▸ **Requirement**
Please answer these questions from the article on the Oak Ridge reactor:
1. Since what year has the Molten Salt Reactor Experiment been shut?
2. What did crews remove from the area where the uranium was discovered?
3. About how much uranium 233 was found in the filter?

ROANOKE TIMES

                         Roanoke Times
                 Copyright (c) 1995, Landmark Communications, Inc.

DATE: SATURDAY, November 26, 1994                   TAG: 9411280036
SECTION: NATIONAL/INTERNATIONAL                    PAGE: A1   EDITION: METRO 
SOURCE: ASSOCIATED PRESS
DATELINE: OAK RIDGE, TENN.                                 LENGTH: Medium


ABANDONED NUCLEAR REACTOR PRODUCES RISKY SITUATION

WEAPONS-GRADE URANIUM discovered in a filter pipe could have caused an uncontrolled nuclear chain reaction - and potentially lethal radiation.

Several pounds of weapons-grade uranium seeped from fuel storage at a long- dormant research reactor and collected in a filter pipe, where it could have created an uncontrolled chain reaction.

Crews at the Oak Ridge National Laboratory removed water from the area where the uranium was discovered earlier this year, to prevent it from getting into the pipe and possibly contributing to the start of a chain reaction.

The water ``was the alligator in the swamp, and we got that alligator out,'' said Clayton Gist of the Energy Department's Oak Ridge office.

Water in nuclear reactors helps slow flying subatomic particles called neutrons, making them more likely to smash into uranium atoms.

The incident involved the Molten Salt Reactor Experiment, which has been shut since 1969. A molten radioactive salt compound circulated through the reactor core, acting as both coolant and fuel.

The experiment was a high-profile project in the 1960s, intended to demonstrate a new concept for possible adaptation in commercial power reactors.

After the shutdown, workers didn't realize that chemical reactions inside storage tanks of the salt at the reactor facility were releasing uranium hexafluoride gas. Officials believe the uranium in the charcoal filter condensed from that gas.

Crews still have to remove the uranium and get rid of other radioactive remnants of the experiment.

``The system has been sitting here for nigh on 20-plus to 30 years with the salt in place,'' Gist told The Knoxville News-Sentinel. ``It was never designed to do that.''

Gist said workers were acting to seal all valves and prevent further migration of the uranium. He said it may be necessary to use remote-control technology to get the uranium out, to minimize workers' radiation exposure.

About six pounds of uranium 233 was found in the filter. The mass was sufficient to pose the threat of an uncontrolled nuclear chain reaction; employees in nearby offices were relocated as a precaution.

Asked what would have happened in case of such an event, Gist said it would have caused high radiation levels in an area within a few yards of the reaction.

``There would not have been an immediately lethal radiation release,'' Gist said. But he said that a person standing within that small area for an extended period could get a lethal dose of radiation.

▸ **Records provided**
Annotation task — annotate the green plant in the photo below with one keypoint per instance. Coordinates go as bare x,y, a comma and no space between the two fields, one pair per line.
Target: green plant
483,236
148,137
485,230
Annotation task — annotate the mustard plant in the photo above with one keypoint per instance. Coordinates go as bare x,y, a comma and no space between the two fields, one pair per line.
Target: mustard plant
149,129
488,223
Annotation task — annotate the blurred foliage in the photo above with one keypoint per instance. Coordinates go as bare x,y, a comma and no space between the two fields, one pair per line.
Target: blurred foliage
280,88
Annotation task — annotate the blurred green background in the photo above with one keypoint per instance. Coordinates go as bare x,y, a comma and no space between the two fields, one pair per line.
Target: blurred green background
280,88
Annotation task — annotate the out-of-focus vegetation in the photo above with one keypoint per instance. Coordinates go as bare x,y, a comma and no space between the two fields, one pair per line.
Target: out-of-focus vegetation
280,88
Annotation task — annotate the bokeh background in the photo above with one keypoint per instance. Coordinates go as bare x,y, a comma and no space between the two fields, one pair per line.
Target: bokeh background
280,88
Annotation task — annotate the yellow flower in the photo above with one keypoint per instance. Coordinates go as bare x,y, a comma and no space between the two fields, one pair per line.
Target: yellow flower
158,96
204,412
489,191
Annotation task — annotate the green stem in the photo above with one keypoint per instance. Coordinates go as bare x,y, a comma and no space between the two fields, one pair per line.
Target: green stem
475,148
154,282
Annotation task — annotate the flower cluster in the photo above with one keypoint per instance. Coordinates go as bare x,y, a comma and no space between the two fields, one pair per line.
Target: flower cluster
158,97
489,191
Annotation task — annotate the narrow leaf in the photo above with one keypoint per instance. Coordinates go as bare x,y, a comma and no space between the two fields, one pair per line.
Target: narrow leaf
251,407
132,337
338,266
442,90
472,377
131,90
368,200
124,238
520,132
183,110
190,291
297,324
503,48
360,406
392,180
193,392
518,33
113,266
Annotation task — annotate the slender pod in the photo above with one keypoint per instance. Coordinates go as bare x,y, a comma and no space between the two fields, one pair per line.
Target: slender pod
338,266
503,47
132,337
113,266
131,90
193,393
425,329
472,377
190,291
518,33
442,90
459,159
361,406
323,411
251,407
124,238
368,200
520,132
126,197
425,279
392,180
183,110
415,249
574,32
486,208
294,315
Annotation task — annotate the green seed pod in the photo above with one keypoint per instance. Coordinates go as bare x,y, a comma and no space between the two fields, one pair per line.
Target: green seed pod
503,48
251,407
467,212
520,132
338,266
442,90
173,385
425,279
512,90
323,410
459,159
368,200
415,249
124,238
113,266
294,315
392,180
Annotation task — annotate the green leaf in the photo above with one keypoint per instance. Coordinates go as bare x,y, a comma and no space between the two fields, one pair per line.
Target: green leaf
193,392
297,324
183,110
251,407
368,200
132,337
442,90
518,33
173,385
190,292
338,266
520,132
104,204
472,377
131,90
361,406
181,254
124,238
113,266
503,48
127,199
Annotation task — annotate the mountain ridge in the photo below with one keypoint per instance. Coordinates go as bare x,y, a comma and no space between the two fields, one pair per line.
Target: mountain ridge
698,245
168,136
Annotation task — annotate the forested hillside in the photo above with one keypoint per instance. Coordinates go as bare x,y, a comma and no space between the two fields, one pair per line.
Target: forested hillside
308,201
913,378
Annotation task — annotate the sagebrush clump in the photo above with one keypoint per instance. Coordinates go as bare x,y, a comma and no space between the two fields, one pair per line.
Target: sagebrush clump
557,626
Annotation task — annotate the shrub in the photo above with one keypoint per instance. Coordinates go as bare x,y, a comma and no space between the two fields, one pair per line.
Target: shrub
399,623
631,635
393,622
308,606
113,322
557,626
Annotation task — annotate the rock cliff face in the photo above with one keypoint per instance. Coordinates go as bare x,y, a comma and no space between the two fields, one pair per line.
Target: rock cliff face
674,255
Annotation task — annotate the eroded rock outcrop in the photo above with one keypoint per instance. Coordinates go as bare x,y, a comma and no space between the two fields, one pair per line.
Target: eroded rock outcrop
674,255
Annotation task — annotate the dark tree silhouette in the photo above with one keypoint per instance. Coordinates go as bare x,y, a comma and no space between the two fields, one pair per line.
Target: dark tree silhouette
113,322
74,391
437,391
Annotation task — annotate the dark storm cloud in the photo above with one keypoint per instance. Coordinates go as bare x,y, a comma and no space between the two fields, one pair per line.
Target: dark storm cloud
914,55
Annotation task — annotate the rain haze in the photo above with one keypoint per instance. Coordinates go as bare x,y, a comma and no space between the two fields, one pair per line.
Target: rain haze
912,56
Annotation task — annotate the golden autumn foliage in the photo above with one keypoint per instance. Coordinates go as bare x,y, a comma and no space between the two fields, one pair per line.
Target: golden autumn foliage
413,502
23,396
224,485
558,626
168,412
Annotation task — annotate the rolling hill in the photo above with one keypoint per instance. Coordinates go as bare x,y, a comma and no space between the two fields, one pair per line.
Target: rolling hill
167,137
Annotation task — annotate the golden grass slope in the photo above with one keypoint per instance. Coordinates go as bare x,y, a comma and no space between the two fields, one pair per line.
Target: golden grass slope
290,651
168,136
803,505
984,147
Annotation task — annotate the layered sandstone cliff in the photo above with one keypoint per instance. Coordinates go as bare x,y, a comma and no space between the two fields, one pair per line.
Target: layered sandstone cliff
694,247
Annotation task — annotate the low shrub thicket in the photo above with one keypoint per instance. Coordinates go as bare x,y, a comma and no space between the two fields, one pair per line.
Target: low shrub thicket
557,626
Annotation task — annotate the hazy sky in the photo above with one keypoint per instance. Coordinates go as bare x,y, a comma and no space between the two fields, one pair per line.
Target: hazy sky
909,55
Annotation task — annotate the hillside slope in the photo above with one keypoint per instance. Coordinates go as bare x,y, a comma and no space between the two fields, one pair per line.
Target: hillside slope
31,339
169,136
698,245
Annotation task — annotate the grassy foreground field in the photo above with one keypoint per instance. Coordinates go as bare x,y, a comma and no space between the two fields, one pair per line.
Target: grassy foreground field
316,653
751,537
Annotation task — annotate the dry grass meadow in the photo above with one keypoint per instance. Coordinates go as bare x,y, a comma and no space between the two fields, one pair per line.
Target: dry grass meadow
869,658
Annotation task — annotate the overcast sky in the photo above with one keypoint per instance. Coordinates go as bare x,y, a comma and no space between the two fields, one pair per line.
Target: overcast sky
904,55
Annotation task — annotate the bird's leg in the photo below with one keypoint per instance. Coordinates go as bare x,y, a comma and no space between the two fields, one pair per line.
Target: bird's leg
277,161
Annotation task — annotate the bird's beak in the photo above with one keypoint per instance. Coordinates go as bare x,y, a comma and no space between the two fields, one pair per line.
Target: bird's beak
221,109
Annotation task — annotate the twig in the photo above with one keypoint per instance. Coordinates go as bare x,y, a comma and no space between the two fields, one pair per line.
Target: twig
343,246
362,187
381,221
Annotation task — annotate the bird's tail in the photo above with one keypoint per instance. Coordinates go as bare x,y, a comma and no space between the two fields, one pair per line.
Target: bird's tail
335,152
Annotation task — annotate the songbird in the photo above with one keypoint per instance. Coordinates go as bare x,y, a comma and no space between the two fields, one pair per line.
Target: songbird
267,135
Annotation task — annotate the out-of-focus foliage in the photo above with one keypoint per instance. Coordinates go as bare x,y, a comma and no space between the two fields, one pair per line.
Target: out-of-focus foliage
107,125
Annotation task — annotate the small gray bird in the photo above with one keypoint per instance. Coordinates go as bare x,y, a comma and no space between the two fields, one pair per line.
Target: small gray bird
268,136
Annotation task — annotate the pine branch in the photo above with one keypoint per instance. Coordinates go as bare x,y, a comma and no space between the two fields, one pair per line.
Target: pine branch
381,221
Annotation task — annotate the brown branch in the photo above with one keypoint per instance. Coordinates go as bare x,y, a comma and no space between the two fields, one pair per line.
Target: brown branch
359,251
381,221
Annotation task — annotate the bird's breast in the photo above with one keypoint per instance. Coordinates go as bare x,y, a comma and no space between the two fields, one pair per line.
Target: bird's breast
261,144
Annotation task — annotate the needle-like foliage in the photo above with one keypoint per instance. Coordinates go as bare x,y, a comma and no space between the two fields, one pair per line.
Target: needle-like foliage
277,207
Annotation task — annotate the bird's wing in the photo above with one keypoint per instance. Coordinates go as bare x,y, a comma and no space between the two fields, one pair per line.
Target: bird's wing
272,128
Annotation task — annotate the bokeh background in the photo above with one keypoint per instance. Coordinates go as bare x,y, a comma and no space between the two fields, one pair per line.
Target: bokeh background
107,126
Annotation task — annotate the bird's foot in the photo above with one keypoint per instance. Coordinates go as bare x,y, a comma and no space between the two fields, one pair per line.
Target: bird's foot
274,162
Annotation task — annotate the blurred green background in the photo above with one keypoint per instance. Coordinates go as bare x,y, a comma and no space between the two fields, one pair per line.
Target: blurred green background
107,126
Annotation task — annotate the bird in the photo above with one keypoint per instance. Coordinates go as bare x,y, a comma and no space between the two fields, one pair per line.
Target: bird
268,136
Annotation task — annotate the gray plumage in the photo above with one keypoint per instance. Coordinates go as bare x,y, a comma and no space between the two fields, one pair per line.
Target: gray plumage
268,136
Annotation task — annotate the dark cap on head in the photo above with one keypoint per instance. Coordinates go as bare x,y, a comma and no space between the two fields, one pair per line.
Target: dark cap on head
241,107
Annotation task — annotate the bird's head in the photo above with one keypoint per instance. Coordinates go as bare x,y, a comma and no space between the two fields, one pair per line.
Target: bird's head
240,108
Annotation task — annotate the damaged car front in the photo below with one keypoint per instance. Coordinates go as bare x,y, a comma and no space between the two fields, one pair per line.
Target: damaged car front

▸ **Answer section**
1. 1969
2. Water
3. About six pounds